Short exercise
Reproduce all entries precisely as they are written.

Material for this task

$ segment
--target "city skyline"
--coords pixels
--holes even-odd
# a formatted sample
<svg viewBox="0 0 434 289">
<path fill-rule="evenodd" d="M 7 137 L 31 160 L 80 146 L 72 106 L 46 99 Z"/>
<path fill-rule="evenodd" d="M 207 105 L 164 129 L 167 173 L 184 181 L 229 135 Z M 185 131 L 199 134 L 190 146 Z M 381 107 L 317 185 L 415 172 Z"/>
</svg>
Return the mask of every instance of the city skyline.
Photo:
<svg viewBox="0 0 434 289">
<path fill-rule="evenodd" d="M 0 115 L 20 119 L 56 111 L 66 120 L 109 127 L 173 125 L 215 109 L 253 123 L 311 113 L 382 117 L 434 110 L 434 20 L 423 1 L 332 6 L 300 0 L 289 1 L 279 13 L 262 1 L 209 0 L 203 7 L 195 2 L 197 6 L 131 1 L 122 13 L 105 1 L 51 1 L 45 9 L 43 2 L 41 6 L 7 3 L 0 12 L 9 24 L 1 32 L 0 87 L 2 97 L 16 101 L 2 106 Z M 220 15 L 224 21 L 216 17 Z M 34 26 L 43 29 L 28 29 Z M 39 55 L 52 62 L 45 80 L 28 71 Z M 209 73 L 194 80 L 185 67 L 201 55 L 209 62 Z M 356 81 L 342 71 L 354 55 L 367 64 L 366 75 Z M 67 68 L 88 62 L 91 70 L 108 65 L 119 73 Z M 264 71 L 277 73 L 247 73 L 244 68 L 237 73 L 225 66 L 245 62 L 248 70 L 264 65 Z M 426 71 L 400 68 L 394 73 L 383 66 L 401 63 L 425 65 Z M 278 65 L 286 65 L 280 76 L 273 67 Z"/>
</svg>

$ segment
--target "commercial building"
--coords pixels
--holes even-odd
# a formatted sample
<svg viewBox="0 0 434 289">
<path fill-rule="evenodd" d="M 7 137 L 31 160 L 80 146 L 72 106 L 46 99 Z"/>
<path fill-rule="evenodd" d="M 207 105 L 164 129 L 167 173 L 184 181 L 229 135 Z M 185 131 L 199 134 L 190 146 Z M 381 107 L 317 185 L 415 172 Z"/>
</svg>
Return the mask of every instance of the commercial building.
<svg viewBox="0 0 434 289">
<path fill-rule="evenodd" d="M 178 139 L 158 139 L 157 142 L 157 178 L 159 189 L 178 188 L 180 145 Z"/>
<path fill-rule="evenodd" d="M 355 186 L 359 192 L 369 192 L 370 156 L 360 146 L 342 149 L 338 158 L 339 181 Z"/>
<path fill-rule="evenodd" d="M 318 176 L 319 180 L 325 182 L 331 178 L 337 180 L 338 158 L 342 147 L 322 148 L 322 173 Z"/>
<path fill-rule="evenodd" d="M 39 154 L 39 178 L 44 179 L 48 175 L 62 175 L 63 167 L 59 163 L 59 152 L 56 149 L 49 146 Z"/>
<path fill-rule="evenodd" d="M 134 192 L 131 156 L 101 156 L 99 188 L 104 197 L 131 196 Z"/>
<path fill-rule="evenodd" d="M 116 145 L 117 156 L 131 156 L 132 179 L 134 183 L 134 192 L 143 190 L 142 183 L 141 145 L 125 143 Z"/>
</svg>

Answer to this problem
$ segment
--target "city skyline"
--coords pixels
--holes even-odd
# a formatted sample
<svg viewBox="0 0 434 289">
<path fill-rule="evenodd" d="M 7 137 L 31 160 L 80 146 L 72 106 L 46 99 Z"/>
<path fill-rule="evenodd" d="M 207 105 L 164 129 L 167 173 L 184 181 L 229 135 Z M 185 131 L 199 134 L 190 146 Z M 381 107 L 317 185 L 415 172 Z"/>
</svg>
Return the mask of every instance of the city skyline.
Photo:
<svg viewBox="0 0 434 289">
<path fill-rule="evenodd" d="M 0 115 L 20 119 L 56 111 L 66 120 L 109 127 L 173 125 L 215 109 L 253 123 L 311 113 L 382 117 L 434 110 L 434 20 L 423 1 L 332 6 L 300 0 L 289 1 L 279 13 L 262 1 L 209 0 L 203 7 L 195 2 L 197 6 L 131 1 L 122 13 L 105 1 L 51 1 L 45 9 L 43 2 L 41 6 L 7 3 L 0 12 L 9 24 L 1 32 L 0 87 L 2 97 L 16 101 L 2 106 Z M 220 15 L 224 21 L 216 17 Z M 34 26 L 43 29 L 28 29 Z M 39 55 L 52 62 L 45 80 L 28 71 Z M 209 73 L 194 80 L 185 67 L 201 55 L 209 62 Z M 356 81 L 342 71 L 354 55 L 367 64 L 366 75 Z M 67 68 L 88 62 L 91 70 L 108 65 L 119 73 Z M 264 71 L 277 73 L 247 73 L 244 68 L 237 73 L 225 66 L 245 62 L 248 70 L 264 65 Z M 426 71 L 400 68 L 394 73 L 383 66 L 401 63 L 425 65 Z M 278 65 L 286 65 L 280 76 L 273 67 Z"/>
</svg>

$ segment
--target "commercial building"
--coords pixels
--holes even-odd
# a formatted sample
<svg viewBox="0 0 434 289">
<path fill-rule="evenodd" d="M 7 137 L 31 160 L 80 146 L 72 106 L 46 99 Z"/>
<path fill-rule="evenodd" d="M 207 105 L 164 129 L 167 173 L 184 181 L 229 135 Z M 185 131 L 199 134 L 190 146 Z M 381 107 L 317 185 L 415 172 Z"/>
</svg>
Return the mask of every instance of the commercial building.
<svg viewBox="0 0 434 289">
<path fill-rule="evenodd" d="M 178 139 L 158 139 L 157 142 L 157 178 L 159 189 L 178 188 L 180 145 Z"/>
<path fill-rule="evenodd" d="M 355 186 L 359 192 L 369 192 L 370 156 L 360 146 L 342 149 L 338 158 L 339 181 Z"/>
<path fill-rule="evenodd" d="M 318 176 L 319 180 L 325 182 L 331 178 L 337 180 L 338 158 L 342 147 L 322 148 L 322 173 Z"/>
<path fill-rule="evenodd" d="M 39 154 L 39 178 L 44 179 L 48 175 L 62 175 L 63 167 L 59 163 L 59 152 L 56 149 L 49 146 Z"/>
<path fill-rule="evenodd" d="M 134 192 L 131 156 L 101 156 L 99 188 L 104 197 L 131 196 Z"/>
<path fill-rule="evenodd" d="M 116 145 L 117 156 L 131 156 L 132 179 L 134 183 L 134 192 L 143 190 L 142 183 L 141 145 L 125 143 Z"/>
</svg>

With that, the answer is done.